• Material shown
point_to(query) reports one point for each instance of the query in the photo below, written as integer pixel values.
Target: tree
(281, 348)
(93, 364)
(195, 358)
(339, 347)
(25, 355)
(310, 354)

• Given exercise
Reproduce each row above, character for character, keeping the original order and line breaks.

• Answer to the task
point_to(query) reports one point for each instance of the query in the photo below, written as integer pixel values.
Target: tree
(281, 348)
(93, 364)
(195, 358)
(339, 347)
(25, 355)
(310, 354)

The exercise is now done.